__Your task__
Restate all of the entries exactly. Any picture in them should be skipped.
══════════════════════════════
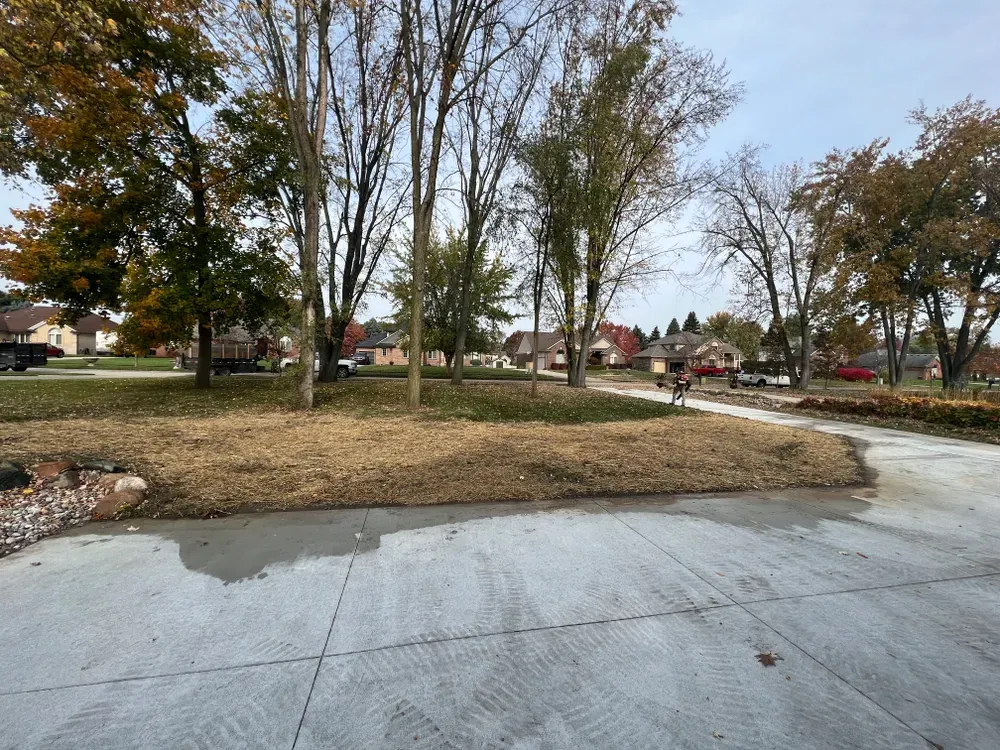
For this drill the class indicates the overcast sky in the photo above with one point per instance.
(818, 75)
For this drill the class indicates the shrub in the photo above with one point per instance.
(931, 410)
(855, 374)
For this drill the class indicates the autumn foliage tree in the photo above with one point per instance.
(105, 114)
══════════════════════════════
__Task response__
For this drill the class indicates the overcast sky in the photo above with one point per instance.
(818, 75)
For this drill the class indicates the shrub in the photo above with one point per instance.
(931, 410)
(855, 374)
For this drill the class indicates the autumn foliage tree in the photo above with one point per instance.
(105, 114)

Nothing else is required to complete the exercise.